### Request
Can you reproduce every one of the items below word for word, changing nothing on any line?

### Data supplied

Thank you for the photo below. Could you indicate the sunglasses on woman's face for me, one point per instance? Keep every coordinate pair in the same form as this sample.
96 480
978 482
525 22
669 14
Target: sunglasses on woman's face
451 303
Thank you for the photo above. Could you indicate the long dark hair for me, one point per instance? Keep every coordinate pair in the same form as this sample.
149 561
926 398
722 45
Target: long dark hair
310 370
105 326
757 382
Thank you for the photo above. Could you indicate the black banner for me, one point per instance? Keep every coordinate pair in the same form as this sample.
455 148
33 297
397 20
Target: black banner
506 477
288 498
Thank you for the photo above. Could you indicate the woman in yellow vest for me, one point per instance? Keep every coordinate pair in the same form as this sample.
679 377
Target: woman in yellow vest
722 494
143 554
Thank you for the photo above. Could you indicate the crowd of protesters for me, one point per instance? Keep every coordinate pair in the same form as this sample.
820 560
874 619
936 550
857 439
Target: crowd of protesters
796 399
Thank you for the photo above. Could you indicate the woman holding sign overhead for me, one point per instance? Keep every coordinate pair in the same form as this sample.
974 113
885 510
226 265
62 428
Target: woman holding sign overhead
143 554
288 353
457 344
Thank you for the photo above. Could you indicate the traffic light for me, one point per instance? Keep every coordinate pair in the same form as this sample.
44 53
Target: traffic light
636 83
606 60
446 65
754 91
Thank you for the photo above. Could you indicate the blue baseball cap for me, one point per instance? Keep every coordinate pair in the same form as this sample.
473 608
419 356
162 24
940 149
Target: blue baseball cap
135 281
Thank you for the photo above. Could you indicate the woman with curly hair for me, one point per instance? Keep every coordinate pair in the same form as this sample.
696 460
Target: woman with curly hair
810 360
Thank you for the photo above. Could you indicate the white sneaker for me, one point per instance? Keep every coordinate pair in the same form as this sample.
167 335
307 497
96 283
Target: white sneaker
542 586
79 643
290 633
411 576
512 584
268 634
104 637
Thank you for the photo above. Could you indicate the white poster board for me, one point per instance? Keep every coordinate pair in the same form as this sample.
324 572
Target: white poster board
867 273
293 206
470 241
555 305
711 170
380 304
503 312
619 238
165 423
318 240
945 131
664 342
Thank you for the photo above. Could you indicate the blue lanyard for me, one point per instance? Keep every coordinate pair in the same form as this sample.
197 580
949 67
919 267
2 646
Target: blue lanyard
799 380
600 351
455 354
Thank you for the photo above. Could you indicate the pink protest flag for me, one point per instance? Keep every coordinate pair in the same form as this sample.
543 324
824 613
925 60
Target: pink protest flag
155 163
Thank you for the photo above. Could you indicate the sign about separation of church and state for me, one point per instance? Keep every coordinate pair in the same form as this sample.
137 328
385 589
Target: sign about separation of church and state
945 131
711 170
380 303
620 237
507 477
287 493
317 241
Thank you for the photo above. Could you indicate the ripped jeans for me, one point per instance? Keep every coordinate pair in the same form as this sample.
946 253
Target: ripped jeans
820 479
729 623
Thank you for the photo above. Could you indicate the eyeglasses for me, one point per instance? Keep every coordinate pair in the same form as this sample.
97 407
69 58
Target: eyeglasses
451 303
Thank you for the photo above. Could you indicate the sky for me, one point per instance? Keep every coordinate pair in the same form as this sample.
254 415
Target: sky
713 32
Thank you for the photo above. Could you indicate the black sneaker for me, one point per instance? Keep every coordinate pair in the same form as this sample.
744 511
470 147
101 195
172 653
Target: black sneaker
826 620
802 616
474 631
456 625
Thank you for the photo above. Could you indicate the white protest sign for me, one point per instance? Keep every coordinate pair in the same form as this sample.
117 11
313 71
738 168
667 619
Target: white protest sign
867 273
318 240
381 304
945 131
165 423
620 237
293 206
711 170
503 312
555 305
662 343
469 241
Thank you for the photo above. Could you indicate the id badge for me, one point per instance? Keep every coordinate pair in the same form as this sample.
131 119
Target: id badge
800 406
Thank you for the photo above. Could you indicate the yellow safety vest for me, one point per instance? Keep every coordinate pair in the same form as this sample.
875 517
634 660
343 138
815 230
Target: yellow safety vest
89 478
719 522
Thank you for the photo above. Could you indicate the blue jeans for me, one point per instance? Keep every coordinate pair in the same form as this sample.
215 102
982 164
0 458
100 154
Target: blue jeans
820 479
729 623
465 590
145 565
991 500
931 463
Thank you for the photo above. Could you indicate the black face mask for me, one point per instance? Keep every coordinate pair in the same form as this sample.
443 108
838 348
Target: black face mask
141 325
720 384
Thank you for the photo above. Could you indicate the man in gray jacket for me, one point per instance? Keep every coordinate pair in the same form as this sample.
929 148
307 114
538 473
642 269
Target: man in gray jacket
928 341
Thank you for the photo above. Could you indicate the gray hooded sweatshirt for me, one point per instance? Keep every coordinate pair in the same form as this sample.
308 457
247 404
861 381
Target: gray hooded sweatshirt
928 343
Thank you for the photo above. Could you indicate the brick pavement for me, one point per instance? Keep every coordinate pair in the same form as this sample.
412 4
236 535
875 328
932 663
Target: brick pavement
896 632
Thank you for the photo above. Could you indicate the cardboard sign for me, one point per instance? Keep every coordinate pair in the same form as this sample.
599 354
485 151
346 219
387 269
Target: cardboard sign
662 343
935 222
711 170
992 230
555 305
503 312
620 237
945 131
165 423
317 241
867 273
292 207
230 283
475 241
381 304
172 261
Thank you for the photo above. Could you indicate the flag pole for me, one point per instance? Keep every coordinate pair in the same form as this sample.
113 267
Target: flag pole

### Solution for this exercise
Thank you for the photo below. Could you indicate the sunglasses on woman's face for me, one point per instance? Keep every coordinate pair in the same form as this sample.
96 480
978 482
525 22
669 14
Target: sunglasses on woman's face
451 303
Thank you for the photo above. Could you indicate the long dark hair for me, one point per instance? Keep every coordinate pair in the same form as this sample.
149 561
926 398
722 45
Target: long dark hair
310 370
105 326
757 382
Thank you for the photo above. Could you indicate the black banner for me, one point per instance? Keep every coordinate pair in the same form as this sample.
455 148
33 297
397 20
Target: black banner
506 477
288 498
Thank you for the photo above. Could you indicate the woman in yellow vest for me, one point per instance? Keep every coordinate pair in the same form as this sample.
679 377
Target: woman in yellow vest
722 494
143 554
Thank you for the photo above. Could you indicate the crowd of protesters for me, one point per instance? Keep every coordinate pair in the same form as this sample.
820 560
874 619
936 550
857 439
Target: crowd of protesters
796 399
Thank you for the photo above. Could you indicate the woman holding sign overhead for me, one point per instance? Keep every coordinate pair in the same form as this sample.
974 113
885 510
226 265
62 428
Target: woman holding sign overhead
143 554
288 353
457 344
Thank you for the photo above. Could you indicate the traffic light for me, one point per instance? Keep every coordinate pair in the same form as this sample.
44 53
Target: traffic light
636 83
606 60
446 65
754 91
Thank you for the photo above. Could you indicate the blue baseball cap for me, one point per instance? Keep every coordinate pair in the same form as this sample.
473 608
419 356
162 24
940 149
Target: blue baseball cap
135 281
Thank you for the photo above. Could you indicate the woman with curly hair for me, one point per instance? Keep every coordinate pair in the same form as this sample.
696 460
Target: woman with curly hair
810 360
Thank you for the photo above. Could you indicate the white sneaker for me, one point per instance? Keep every coordinate pair in the same form as this sample.
167 335
307 497
96 283
Target: white sneaker
542 586
79 643
290 633
411 576
512 584
268 634
104 637
Thank you for the photo above. Could you indicate the white poster board for me, one point per instance? Keep every coordinate pair in the same form as this sample.
324 572
Target: white poster board
867 273
293 206
470 241
555 305
711 170
380 304
503 312
619 238
165 423
318 240
945 131
664 342
Thank you for the photo above. Could you indicate the blue lanyard for me, one point per instance? Keep every coordinate pair in the same form as this sample.
197 580
949 67
919 267
2 646
Target: blue lanyard
799 380
600 351
455 354
Thank you for the photo above. Could you indicate the pink protest flag for me, one point per instance? Keep every coordinate pair in the same form as this sample.
543 324
824 613
925 60
Target: pink protest flag
155 163
Thank you for the photo above. Could you indicate the sign about separation of church and state for me, one point per instance? Keep every coordinate pair in the same form as this sample.
137 328
385 589
Target: sign about separation of church and state
945 131
711 170
380 303
620 237
507 477
287 493
317 241
Thank you for the photo above. Could you indicate the ripped jeans for me, one point per instance? Keep every coordinate pair in the same form as this sample.
946 253
Target: ripped jeans
820 479
729 623
Thank you for the photo above. Could you indicate the eyeglasses for me, one point per instance? Keep every coordinate pair in the same form as this sample.
97 407
69 58
Target: eyeglasses
451 303
Thank you for the photo above. Could you indicate the sky for me, one point per instance? Keep every coordinate pair in the same form as this sample.
254 415
Target: sky
713 32
Thank you for the photo above. Could you indicate the black sneaker for me, one point per instance? Keep every coordinate pair in the same form as this sample.
744 511
470 147
101 195
172 653
Target: black sneaker
826 620
802 616
474 631
456 625
Thank you for the photo above. Could you indicate the white protest sign for me, one point per instance? Keep every coordinate pair in the same form as this sample.
117 11
313 71
738 168
667 619
Target: white protest sign
867 273
318 240
381 304
945 131
165 423
620 237
293 206
711 170
503 312
555 305
662 343
469 241
Thank you for the photo above. Could you indicate the id badge for me, one point per instance? Keep every coordinate pair in the same form as this sample.
131 119
Target: id badge
800 406
Thank you for the photo above. Could you indicate the yellow safety vest for me, one point per instance? Keep every coordinate pair in the same form as this sample.
875 517
634 660
343 138
815 230
Target: yellow safety vest
89 478
719 522
Thank you for the photo above. Could you indicate the blue jeans for me, one point per instance? Keep every coordinate pair in the same form as this sample.
215 102
982 164
0 458
100 154
Target: blue jeans
820 479
729 623
465 590
145 565
991 500
931 463
Thank you for the photo above. Could you indicate the black face mask for me, one point per instance? Keep every coordinate pair in the same form as this sample.
443 108
838 348
Target: black face mask
141 325
720 384
Thank you for the photo above. Could you indicate the man in gray jacket for me, one point per instance? Keep every coordinate pair in the same form as this sample.
929 148
307 114
538 473
642 269
Target: man in gray jacket
928 341
Thank you for the photo above. Could you indicate the gray hooded sweatshirt for me, one point per instance? Keep every coordinate pair in the same form as this sample.
308 457
247 404
861 381
Target: gray hooded sweatshirt
928 343
Thank you for the photo above. Could you indicate the brick pavement for me, one point per instance? Keep every coordinate pair in the same form as this sample.
412 4
236 535
875 328
932 663
Target: brick pavement
896 632
Thank you for the photo above. Could you indicate the cardboard sign for me, one point per instance? Keep every coordinate pair in the same form as this sample.
599 354
485 151
346 219
387 269
Target: cardboard sign
662 343
935 222
711 170
992 230
555 305
503 312
620 237
945 131
165 423
317 241
867 273
292 207
230 283
475 241
381 304
172 261
Thank you for the photo above. Could you indicate the flag pole for me, one point per instance? Keep every coordinate pair in the same form as this sample.
113 267
Target: flag pole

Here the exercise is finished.